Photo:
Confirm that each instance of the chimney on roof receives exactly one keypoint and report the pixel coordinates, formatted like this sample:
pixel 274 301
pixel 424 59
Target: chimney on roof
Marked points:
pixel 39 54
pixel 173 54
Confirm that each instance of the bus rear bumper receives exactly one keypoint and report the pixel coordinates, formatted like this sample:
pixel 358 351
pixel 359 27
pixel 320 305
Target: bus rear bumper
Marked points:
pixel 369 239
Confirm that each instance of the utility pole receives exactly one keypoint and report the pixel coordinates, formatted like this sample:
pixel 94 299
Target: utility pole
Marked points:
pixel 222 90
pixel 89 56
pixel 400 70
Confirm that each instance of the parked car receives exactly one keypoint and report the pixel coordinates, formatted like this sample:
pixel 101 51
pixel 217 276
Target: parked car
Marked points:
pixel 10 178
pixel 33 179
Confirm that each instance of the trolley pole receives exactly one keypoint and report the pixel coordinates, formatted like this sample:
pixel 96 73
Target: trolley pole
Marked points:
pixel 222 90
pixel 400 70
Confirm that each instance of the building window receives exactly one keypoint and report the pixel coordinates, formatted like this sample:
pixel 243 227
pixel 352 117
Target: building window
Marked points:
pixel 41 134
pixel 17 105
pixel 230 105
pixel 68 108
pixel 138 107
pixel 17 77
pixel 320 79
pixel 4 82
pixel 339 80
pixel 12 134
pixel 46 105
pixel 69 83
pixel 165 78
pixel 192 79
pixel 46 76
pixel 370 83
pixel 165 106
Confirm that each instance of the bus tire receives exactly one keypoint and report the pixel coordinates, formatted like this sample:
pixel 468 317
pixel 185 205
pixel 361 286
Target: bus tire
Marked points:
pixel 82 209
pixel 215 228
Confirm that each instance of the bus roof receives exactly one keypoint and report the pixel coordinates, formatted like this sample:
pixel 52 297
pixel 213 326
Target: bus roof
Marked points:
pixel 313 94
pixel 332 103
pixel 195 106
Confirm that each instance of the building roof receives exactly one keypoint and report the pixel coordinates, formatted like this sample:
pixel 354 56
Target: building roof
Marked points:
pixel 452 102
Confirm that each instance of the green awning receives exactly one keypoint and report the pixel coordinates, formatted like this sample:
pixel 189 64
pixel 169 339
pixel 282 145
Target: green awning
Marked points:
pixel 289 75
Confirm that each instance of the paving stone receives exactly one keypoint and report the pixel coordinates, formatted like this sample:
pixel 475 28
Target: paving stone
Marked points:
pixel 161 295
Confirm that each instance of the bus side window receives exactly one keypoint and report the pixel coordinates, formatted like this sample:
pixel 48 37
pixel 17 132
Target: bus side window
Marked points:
◆ ◆ ◆
## STATED PROBLEM
Copy out, unchanged, the part of the material above that opens with the line containing "Confirm that each instance of the bus rear" and closes with the line containing "pixel 289 75", including both of those lines.

## FINAL RESULT
Confirm that each instance of the bus rear bumper receives exactly one keypoint and report the pixel coordinates, formatted like this sample:
pixel 358 351
pixel 359 27
pixel 320 305
Target: bus rear bumper
Marked points:
pixel 369 239
Confirm that each instance of the utility pole receives exactly one keypoint and report the pixel coordinates, formatted like this sample:
pixel 94 299
Target: utility pole
Marked points:
pixel 222 90
pixel 89 56
pixel 400 70
Confirm that each instance of the parked car receives exactly one keypoint and report the pixel coordinates, formatted like this sample:
pixel 101 51
pixel 217 276
Target: parked car
Marked points:
pixel 10 178
pixel 33 179
Confirm that each instance of the trolley pole receives exactly one keypoint and report the pixel coordinates, formatted like this sample:
pixel 96 73
Target: trolley pole
Marked points:
pixel 222 90
pixel 400 70
Confirm that each instance of the building window receives exactly one keypoint and report the pixel coordinates, formatted like this sample:
pixel 243 227
pixel 352 117
Target: building window
Marked points:
pixel 41 134
pixel 17 105
pixel 230 105
pixel 68 108
pixel 138 107
pixel 17 77
pixel 320 79
pixel 4 82
pixel 339 80
pixel 12 134
pixel 46 105
pixel 69 83
pixel 165 78
pixel 192 79
pixel 46 76
pixel 370 83
pixel 165 106
Confirm that each instance of the bus tire receives exactly one keypoint and report the pixel coordinates, formatted like this sample:
pixel 468 317
pixel 185 205
pixel 361 286
Target: bus tire
Marked points:
pixel 82 209
pixel 215 228
Confirm that each instance of the bus roof receives exactly one keypoint and report the pixel coordinates, formatted like this sample:
pixel 52 297
pixel 213 326
Target: bus roof
Marked points:
pixel 313 94
pixel 332 103
pixel 195 106
Confirm that each instance of the building roof receives exactly one keypoint and report the pixel coordinates, formatted like this sample:
pixel 354 56
Target: building roof
Marked points:
pixel 452 102
Confirm that each instance of the green awning receives exactly one keypoint and report the pixel coordinates, formatted like this sample:
pixel 189 64
pixel 169 339
pixel 282 145
Target: green awning
Marked points:
pixel 289 75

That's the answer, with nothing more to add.